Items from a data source
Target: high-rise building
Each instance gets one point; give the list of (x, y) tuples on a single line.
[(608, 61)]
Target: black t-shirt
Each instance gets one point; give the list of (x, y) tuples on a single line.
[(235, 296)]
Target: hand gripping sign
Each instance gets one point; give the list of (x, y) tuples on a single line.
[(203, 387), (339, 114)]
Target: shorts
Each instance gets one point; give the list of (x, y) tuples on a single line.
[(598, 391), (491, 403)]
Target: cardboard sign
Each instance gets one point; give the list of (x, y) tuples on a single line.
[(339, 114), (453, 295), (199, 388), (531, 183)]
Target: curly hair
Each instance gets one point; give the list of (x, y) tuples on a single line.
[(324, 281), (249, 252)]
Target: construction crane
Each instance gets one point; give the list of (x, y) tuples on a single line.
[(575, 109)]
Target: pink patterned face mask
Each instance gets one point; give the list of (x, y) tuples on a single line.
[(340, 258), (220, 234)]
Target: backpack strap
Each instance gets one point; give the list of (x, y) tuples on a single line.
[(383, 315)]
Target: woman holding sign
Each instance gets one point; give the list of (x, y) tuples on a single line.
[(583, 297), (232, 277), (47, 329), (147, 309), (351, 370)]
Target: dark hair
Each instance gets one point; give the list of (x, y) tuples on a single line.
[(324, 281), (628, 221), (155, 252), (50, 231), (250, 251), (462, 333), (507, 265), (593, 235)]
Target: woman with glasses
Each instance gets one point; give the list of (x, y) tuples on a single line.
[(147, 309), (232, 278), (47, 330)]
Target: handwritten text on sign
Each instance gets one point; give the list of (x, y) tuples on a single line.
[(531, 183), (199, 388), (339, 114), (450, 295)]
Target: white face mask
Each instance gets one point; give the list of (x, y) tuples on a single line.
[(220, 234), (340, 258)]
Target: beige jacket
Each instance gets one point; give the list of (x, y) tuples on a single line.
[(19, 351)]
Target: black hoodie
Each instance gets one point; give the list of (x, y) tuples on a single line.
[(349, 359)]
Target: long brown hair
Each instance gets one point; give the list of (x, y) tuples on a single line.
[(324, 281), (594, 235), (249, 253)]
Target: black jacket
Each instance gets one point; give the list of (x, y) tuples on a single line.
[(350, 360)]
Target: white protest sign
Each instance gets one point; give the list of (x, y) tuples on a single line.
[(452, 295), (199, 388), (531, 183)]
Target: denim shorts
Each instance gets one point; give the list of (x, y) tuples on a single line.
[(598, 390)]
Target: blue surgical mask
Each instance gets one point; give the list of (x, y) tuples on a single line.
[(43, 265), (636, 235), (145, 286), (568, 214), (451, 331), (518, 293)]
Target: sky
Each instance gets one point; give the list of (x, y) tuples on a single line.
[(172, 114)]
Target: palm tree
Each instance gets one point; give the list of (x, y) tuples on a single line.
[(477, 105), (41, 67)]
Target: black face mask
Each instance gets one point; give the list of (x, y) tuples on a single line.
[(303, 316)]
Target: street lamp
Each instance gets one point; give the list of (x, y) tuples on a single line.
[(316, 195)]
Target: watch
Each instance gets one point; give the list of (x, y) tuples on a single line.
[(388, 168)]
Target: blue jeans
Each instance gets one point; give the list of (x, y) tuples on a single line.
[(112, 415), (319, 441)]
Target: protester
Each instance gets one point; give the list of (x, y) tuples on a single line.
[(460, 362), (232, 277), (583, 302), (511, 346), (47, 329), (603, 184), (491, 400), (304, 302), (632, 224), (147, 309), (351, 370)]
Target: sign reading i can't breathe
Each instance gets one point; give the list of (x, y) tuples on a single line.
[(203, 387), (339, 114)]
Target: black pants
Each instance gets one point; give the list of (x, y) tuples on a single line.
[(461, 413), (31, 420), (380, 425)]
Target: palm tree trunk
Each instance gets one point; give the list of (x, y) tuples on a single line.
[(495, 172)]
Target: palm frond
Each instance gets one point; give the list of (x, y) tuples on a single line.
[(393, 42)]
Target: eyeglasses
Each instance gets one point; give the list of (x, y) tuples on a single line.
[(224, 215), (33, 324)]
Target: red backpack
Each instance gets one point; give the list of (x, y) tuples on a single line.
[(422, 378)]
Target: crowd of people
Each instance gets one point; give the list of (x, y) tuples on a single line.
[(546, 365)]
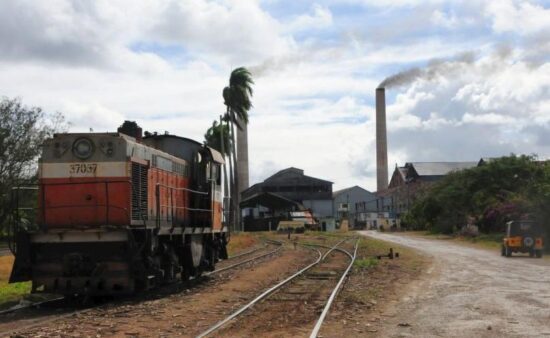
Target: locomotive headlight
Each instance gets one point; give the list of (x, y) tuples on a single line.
[(83, 148)]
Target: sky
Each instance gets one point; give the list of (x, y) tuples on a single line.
[(479, 85)]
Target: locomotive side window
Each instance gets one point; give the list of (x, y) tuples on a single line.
[(216, 174), (169, 165)]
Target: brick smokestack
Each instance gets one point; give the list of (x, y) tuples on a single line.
[(381, 141)]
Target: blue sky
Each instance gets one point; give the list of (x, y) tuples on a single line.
[(316, 66)]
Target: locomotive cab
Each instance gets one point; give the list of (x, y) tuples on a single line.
[(118, 213)]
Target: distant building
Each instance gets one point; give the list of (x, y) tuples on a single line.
[(265, 204), (346, 203)]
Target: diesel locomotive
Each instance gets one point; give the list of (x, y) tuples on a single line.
[(119, 212)]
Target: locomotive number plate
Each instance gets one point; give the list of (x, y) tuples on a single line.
[(83, 168)]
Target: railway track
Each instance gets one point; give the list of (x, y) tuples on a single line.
[(295, 301), (57, 303), (243, 258)]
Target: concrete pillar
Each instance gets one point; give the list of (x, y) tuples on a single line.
[(381, 141)]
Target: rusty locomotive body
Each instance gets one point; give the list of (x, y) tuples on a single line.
[(119, 213)]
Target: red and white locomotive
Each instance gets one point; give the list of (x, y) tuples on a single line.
[(119, 213)]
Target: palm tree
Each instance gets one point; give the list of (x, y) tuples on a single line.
[(237, 98), (217, 137)]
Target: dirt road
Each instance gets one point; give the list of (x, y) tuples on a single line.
[(470, 293)]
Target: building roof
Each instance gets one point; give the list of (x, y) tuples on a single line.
[(295, 172), (343, 191), (438, 168), (269, 200)]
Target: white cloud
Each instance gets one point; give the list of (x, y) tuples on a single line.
[(164, 63), (320, 18), (518, 16)]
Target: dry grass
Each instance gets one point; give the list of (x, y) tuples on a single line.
[(242, 241)]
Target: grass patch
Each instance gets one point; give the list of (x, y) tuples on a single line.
[(242, 241), (10, 294), (365, 263)]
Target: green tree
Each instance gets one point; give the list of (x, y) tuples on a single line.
[(499, 190), (238, 101), (217, 137), (22, 132)]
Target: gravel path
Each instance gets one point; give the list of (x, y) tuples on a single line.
[(470, 293)]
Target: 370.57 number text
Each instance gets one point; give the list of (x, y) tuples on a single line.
[(83, 168)]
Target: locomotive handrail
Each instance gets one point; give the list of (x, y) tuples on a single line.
[(15, 220), (169, 208), (191, 209)]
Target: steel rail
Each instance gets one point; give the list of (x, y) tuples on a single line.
[(280, 246), (321, 319), (248, 252), (268, 292), (16, 308)]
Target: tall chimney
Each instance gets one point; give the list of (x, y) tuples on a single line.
[(381, 141)]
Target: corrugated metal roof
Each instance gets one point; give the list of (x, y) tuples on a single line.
[(439, 168), (341, 191)]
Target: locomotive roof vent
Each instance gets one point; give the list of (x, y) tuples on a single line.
[(131, 128), (83, 148)]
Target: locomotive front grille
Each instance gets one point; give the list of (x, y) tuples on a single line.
[(139, 191)]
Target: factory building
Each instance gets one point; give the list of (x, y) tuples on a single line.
[(347, 201), (266, 203), (409, 180)]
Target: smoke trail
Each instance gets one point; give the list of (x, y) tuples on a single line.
[(435, 67)]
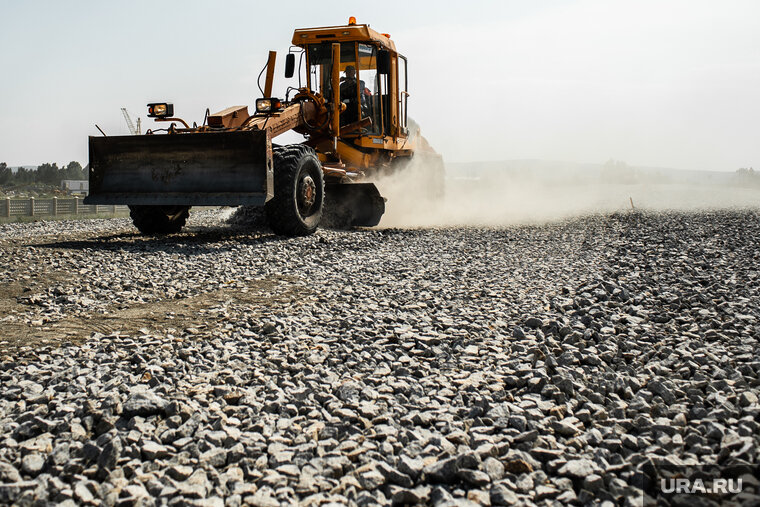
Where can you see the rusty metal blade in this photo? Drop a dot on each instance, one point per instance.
(224, 168)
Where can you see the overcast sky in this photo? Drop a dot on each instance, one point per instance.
(656, 83)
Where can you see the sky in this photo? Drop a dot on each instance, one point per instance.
(665, 83)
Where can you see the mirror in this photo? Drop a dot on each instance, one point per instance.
(290, 65)
(384, 61)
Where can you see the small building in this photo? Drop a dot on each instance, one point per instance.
(76, 187)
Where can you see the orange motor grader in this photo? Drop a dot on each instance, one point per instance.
(351, 107)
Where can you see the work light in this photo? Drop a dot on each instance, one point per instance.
(160, 110)
(268, 105)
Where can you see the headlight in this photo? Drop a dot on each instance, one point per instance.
(160, 110)
(268, 105)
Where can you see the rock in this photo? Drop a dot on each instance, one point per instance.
(371, 479)
(474, 477)
(443, 471)
(494, 468)
(144, 404)
(152, 451)
(110, 454)
(410, 466)
(83, 492)
(747, 398)
(32, 464)
(10, 492)
(533, 323)
(8, 473)
(393, 476)
(518, 466)
(501, 495)
(404, 496)
(216, 457)
(578, 468)
(179, 472)
(593, 483)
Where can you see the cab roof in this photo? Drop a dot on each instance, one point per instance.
(342, 33)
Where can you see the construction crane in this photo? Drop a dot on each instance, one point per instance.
(132, 130)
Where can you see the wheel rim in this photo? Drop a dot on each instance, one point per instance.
(306, 194)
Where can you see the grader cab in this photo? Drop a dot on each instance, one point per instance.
(351, 107)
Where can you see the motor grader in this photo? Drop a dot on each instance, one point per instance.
(350, 105)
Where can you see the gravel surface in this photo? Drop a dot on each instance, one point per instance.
(540, 364)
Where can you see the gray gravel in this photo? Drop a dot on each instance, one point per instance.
(540, 364)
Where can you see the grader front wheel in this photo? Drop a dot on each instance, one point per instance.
(299, 191)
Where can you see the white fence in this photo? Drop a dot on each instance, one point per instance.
(51, 207)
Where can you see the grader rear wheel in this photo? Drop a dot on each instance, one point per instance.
(152, 220)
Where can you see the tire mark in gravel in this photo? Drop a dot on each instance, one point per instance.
(182, 316)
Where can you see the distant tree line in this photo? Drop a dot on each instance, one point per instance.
(46, 174)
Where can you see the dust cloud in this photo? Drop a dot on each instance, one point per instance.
(514, 192)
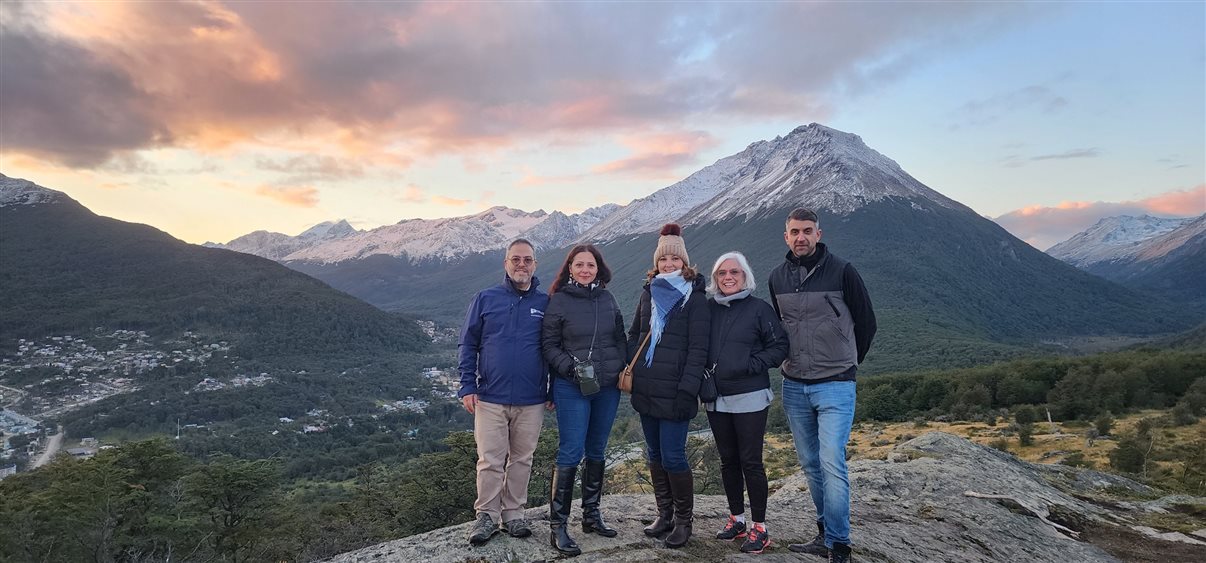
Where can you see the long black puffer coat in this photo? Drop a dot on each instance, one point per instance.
(669, 387)
(574, 315)
(747, 341)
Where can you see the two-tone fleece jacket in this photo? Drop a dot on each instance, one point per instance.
(499, 347)
(827, 315)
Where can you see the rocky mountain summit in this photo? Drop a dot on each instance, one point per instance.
(937, 498)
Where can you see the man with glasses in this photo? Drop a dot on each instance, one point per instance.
(504, 381)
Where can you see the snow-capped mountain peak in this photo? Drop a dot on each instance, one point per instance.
(276, 246)
(446, 238)
(328, 229)
(1112, 239)
(23, 192)
(813, 165)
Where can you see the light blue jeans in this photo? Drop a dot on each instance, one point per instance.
(820, 416)
(584, 423)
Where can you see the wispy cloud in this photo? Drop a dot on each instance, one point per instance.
(311, 168)
(294, 195)
(388, 82)
(1072, 153)
(990, 110)
(413, 194)
(450, 201)
(1046, 226)
(659, 156)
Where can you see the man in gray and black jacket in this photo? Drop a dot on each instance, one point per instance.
(830, 323)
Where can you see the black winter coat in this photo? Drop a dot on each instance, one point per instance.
(669, 387)
(574, 315)
(747, 341)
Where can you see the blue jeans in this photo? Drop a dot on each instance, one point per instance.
(584, 423)
(666, 443)
(820, 416)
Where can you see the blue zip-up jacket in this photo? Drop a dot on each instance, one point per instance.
(501, 358)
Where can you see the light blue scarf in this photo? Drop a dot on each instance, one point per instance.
(666, 292)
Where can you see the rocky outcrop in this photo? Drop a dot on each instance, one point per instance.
(926, 504)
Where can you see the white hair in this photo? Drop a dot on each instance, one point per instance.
(742, 262)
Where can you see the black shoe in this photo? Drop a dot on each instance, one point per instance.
(839, 553)
(817, 546)
(756, 540)
(517, 528)
(592, 492)
(683, 490)
(483, 529)
(732, 529)
(558, 510)
(665, 521)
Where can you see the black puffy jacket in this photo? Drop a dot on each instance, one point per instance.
(747, 340)
(669, 387)
(574, 316)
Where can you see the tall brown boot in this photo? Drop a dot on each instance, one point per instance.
(683, 487)
(665, 521)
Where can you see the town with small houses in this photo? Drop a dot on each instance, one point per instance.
(50, 376)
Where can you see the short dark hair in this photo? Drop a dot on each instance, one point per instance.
(520, 241)
(802, 213)
(603, 276)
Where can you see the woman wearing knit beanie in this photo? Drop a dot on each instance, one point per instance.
(673, 316)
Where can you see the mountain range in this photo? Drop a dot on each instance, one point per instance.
(1164, 256)
(142, 333)
(950, 286)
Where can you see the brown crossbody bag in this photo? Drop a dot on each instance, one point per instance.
(626, 375)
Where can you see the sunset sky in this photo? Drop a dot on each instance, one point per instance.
(211, 119)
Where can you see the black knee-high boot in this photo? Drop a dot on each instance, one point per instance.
(558, 510)
(683, 486)
(661, 481)
(592, 492)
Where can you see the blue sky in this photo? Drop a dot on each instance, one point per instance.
(212, 119)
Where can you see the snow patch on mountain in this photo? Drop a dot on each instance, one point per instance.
(1123, 238)
(23, 192)
(276, 246)
(445, 238)
(814, 166)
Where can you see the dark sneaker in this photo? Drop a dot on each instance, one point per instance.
(817, 546)
(483, 529)
(517, 528)
(756, 540)
(839, 553)
(732, 529)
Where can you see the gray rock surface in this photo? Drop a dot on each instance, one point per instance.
(913, 509)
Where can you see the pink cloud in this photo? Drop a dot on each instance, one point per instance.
(296, 195)
(451, 201)
(1043, 227)
(413, 194)
(387, 82)
(659, 156)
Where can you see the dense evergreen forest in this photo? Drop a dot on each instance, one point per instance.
(156, 500)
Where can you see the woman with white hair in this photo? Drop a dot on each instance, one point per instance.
(747, 341)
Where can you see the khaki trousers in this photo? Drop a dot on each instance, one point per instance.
(507, 437)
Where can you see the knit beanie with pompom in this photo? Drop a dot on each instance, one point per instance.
(671, 242)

* _What needs to be done_
Lines holding the word "backpack" should be copied from the entries above.

* _Solution for this exercise_
Target: backpack strap
Target: red backpack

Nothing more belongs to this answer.